**Work to do:** Rewrite everything from the line containing "# trace the outline of every instance of the ear" down through the end of the records as a numbered list, with both ends included and blank lines left out.

**Excerpted records:**
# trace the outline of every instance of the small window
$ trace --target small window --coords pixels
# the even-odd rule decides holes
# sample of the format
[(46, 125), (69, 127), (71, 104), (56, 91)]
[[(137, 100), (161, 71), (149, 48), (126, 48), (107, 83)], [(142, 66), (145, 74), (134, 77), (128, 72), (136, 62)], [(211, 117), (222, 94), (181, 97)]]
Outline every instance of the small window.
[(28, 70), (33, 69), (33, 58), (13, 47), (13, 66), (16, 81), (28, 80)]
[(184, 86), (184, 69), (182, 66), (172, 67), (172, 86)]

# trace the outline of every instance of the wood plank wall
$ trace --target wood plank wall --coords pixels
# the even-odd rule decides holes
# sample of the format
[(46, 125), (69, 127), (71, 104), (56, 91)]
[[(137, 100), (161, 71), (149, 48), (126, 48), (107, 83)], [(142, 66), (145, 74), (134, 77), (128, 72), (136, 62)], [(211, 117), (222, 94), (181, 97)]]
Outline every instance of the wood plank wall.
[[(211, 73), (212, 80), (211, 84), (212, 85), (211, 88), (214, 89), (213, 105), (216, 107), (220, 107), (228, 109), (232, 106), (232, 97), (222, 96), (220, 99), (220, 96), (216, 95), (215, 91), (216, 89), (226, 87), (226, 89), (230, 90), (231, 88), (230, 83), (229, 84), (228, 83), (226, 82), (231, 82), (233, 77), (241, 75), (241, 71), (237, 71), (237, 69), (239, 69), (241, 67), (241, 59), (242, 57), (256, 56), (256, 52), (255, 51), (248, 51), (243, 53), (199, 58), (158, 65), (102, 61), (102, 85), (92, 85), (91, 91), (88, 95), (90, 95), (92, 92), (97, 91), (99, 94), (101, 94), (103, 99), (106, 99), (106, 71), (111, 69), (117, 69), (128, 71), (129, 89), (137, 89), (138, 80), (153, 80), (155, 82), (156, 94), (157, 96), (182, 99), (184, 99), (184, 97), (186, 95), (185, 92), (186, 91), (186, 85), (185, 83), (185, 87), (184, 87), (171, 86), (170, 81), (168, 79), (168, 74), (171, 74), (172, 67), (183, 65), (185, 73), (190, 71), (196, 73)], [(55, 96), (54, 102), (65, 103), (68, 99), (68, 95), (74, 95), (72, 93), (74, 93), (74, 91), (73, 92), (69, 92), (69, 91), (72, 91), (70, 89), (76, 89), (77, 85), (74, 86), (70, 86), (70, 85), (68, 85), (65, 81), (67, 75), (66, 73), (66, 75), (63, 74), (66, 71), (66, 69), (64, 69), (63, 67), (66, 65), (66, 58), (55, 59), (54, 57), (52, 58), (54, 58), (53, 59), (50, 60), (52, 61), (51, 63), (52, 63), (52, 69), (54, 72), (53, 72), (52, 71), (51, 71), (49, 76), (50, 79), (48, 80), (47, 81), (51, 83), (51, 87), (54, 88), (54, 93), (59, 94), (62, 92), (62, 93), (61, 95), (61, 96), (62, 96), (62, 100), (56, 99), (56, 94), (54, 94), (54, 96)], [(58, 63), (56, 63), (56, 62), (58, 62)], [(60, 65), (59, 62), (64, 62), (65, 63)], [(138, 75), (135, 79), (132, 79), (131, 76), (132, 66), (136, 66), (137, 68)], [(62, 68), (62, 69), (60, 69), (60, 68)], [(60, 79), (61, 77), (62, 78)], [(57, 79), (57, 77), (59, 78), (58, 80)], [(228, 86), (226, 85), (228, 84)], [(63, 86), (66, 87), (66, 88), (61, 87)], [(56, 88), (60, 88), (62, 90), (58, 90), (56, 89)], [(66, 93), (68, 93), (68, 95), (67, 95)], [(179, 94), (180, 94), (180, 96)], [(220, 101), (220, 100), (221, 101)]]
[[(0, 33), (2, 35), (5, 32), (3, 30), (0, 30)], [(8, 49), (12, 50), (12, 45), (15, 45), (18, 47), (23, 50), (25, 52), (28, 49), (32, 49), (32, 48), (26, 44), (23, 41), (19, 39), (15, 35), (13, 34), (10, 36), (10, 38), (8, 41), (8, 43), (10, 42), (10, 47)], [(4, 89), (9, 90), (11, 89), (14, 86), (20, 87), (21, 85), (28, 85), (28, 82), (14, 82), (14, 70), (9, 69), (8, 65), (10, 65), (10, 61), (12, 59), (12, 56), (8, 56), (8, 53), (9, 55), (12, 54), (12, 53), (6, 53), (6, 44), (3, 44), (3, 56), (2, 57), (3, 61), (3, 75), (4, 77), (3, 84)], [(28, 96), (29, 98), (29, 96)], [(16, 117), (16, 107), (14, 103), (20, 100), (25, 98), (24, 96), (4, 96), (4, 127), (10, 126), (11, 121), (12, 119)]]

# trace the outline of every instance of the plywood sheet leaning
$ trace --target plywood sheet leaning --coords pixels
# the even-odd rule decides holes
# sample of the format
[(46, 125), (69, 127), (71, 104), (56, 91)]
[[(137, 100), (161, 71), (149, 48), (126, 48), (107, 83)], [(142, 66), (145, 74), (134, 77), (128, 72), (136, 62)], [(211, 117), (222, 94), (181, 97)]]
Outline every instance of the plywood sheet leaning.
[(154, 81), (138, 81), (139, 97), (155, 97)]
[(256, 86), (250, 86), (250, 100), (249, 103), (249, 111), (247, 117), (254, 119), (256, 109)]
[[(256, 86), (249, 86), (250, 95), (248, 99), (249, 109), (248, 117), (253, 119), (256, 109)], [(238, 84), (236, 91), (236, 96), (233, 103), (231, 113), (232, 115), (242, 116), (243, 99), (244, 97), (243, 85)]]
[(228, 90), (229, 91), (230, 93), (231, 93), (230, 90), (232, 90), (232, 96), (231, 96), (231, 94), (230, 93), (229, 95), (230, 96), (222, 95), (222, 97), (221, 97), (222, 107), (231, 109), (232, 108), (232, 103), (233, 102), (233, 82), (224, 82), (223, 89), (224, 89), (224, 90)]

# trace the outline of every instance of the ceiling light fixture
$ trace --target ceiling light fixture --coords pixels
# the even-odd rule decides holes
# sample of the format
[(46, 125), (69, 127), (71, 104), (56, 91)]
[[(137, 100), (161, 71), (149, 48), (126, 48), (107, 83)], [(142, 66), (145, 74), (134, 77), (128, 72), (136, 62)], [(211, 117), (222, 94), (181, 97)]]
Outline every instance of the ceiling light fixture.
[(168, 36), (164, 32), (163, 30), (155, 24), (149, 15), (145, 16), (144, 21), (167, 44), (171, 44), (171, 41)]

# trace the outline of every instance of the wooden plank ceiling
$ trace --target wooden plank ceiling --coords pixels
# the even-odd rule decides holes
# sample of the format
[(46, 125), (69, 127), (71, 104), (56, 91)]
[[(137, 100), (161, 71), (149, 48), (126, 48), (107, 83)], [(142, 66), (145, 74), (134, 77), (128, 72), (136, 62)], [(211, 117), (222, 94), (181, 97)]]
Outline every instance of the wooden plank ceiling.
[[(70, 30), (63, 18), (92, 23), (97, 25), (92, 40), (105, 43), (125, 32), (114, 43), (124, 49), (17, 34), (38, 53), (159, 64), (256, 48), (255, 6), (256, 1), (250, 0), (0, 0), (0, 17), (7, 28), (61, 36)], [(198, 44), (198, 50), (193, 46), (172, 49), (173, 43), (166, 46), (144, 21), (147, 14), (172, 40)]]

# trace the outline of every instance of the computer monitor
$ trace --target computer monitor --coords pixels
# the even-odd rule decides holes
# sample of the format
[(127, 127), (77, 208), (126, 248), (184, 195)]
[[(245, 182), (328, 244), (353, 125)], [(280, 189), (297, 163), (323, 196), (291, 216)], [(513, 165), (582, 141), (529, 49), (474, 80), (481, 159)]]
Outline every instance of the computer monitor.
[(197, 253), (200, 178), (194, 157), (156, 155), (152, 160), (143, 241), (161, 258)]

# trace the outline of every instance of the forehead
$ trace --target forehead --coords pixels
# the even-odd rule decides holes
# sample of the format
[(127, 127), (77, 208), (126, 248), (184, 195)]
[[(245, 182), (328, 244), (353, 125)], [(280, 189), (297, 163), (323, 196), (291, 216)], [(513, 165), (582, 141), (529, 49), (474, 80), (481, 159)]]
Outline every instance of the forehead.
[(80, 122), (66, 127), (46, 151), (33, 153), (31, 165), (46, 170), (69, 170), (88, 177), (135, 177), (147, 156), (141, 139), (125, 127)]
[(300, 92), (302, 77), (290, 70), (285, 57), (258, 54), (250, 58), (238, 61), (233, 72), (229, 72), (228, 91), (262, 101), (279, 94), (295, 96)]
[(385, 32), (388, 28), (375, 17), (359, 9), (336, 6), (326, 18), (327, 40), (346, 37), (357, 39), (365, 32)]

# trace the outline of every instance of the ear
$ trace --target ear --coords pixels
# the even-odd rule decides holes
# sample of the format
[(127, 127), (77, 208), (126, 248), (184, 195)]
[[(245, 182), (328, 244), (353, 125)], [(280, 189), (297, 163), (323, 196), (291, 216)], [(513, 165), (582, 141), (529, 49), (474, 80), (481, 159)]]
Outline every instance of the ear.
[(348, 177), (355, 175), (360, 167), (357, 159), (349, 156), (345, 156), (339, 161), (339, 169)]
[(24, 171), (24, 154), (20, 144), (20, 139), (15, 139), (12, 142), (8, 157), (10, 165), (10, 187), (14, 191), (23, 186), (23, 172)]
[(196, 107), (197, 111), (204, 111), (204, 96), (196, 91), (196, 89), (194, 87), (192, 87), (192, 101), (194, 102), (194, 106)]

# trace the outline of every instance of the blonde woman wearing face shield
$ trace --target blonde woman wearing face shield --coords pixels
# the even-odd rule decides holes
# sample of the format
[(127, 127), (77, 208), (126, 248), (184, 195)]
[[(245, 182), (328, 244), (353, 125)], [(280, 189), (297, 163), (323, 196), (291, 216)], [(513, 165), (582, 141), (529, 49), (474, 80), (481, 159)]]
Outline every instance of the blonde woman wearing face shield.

**Answer to the task:**
1. # trace the outline of every instance of the ear
2. $ trace --target ear --coords pixels
3. # the even-odd rule decides holes
4. # sample of the format
5. [(127, 127), (77, 208), (126, 248), (184, 195)]
6. [[(245, 182), (328, 244), (353, 125)], [(280, 189), (297, 163), (323, 196), (291, 216)], [(513, 165), (582, 141), (529, 49), (474, 80), (481, 159)]]
7. Outline every instance of the ear.
8. [(348, 177), (355, 175), (360, 167), (357, 159), (349, 156), (345, 156), (339, 161), (339, 169)]
9. [(24, 171), (24, 154), (20, 144), (20, 139), (15, 139), (12, 142), (8, 157), (10, 165), (10, 187), (14, 191), (23, 186), (23, 172)]
10. [(196, 107), (197, 111), (204, 111), (204, 96), (196, 91), (196, 89), (194, 87), (192, 87), (192, 101), (194, 102), (194, 106)]
11. # trace the outline of every instance of the blonde woman wearing face shield
12. $ trace --target blonde woman wearing face shield --coords pixels
13. # the even-odd rule decides holes
14. # sample of the format
15. [(127, 127), (77, 208), (126, 248), (184, 195)]
16. [[(245, 182), (328, 244), (353, 125)], [(280, 189), (297, 163), (323, 196), (291, 216)], [(513, 165), (582, 141), (529, 49), (474, 80), (481, 159)]]
17. Outline every instance of the blonde woman wearing face shield.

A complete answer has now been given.